## WHAT THE EXERCISE ASKS
An exact copy is all that is wanted: the lines from the one with "Target: carved stone finial" through the end of the listing below, both included, minus any pictures.

## DATA EXCERPTS

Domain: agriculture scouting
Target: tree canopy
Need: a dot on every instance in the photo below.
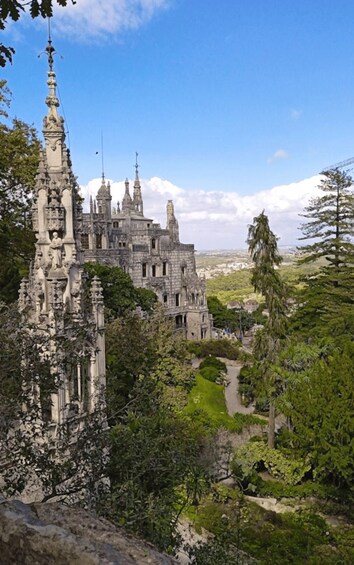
(18, 166)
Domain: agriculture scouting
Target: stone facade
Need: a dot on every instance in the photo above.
(51, 300)
(153, 256)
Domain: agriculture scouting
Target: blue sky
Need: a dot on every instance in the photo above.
(220, 97)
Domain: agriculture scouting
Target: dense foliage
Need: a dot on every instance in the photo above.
(171, 439)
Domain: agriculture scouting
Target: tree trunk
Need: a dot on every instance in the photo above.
(271, 425)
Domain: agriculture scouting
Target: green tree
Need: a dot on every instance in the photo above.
(158, 355)
(18, 166)
(13, 9)
(327, 299)
(263, 248)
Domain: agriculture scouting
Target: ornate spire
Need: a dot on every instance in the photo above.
(137, 197)
(136, 166)
(51, 100)
(172, 223)
(53, 124)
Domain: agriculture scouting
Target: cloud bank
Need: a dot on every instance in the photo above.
(216, 219)
(91, 19)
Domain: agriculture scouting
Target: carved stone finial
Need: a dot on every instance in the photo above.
(96, 291)
(56, 250)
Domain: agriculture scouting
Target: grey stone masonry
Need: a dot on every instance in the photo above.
(151, 255)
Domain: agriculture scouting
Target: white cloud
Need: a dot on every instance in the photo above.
(94, 19)
(278, 155)
(219, 220)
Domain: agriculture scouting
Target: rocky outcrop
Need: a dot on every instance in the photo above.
(55, 534)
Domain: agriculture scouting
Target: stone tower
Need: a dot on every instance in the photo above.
(137, 196)
(54, 301)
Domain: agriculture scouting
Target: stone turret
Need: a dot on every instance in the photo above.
(104, 199)
(172, 222)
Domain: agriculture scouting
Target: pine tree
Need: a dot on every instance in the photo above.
(328, 296)
(262, 245)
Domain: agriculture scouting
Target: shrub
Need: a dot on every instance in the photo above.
(210, 374)
(247, 420)
(251, 456)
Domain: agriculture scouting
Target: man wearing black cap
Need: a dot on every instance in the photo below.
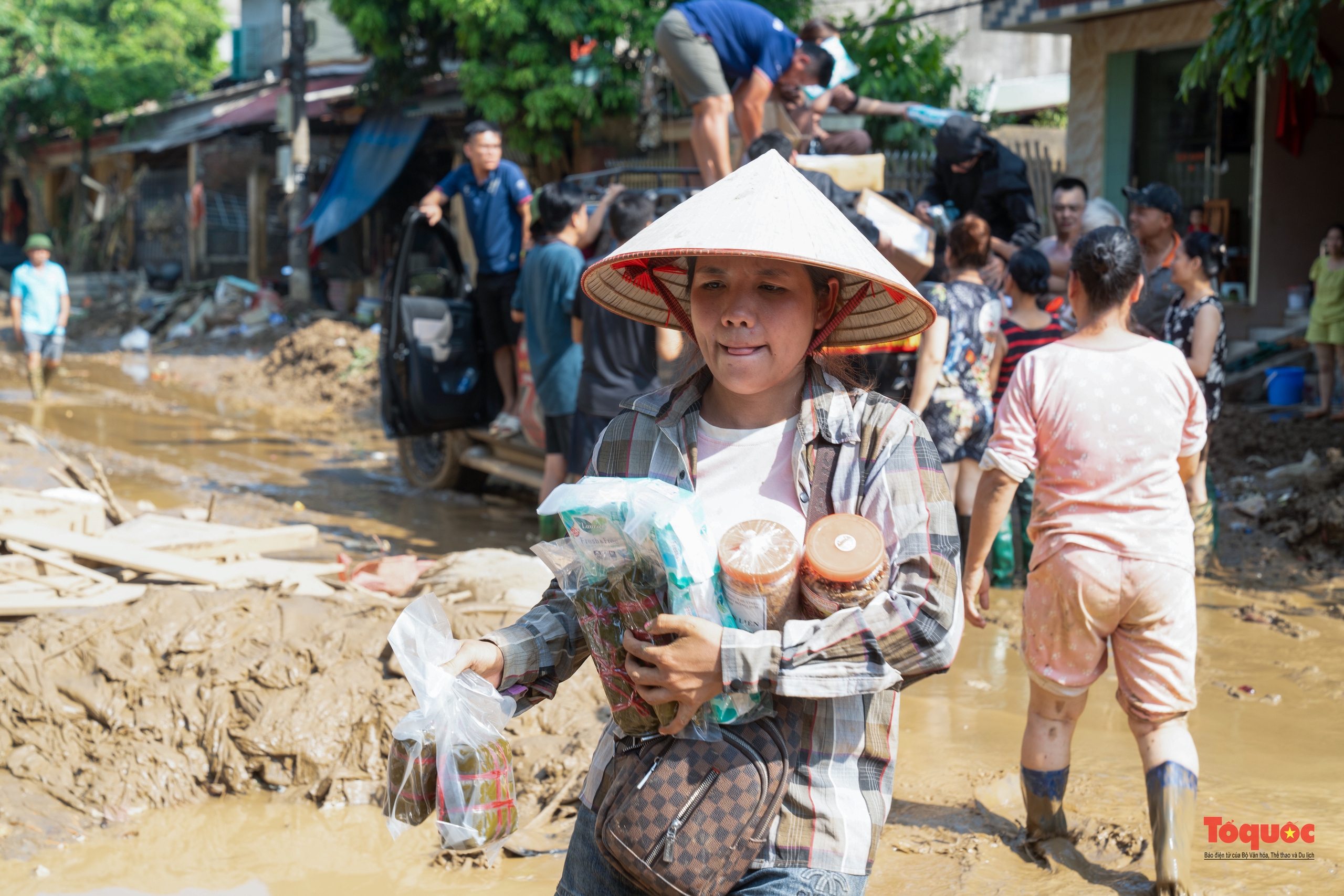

## THE ANSWER
Target: carved stone finial
Need: a dot on every instance in the photo above.
(96, 291)
(56, 250)
Domain: agriculture scouting
Target: grey stone masonry
Need: a dot on every instance in the photo above.
(151, 255)
Domain: agriculture scouting
Target: white cloud
Need: a dot on every instance in the photo above.
(94, 19)
(278, 155)
(219, 220)
Domain: agriculture scouting
Target: rocky outcrop
Need: a dot on every instance in the photo above.
(55, 534)
Domain: agriculture scouting
Target: stone tower
Need: a dot on every instance in the photo above.
(137, 196)
(54, 301)
Domain: agriculture scouting
Target: stone turret
Need: a dot on every instance in the photo above.
(104, 199)
(172, 222)
Domain: agriculture scouting
Target: pine tree
Need: a dot on every instance in the photo above.
(328, 296)
(262, 245)
Domain: agriculture scouting
Target: shrub
Need: a dot on every instance in the photo above.
(210, 374)
(247, 420)
(251, 456)
Domain: agriculture scouting
Target: man wearing black cap
Need: a dot on every instance in the photo below.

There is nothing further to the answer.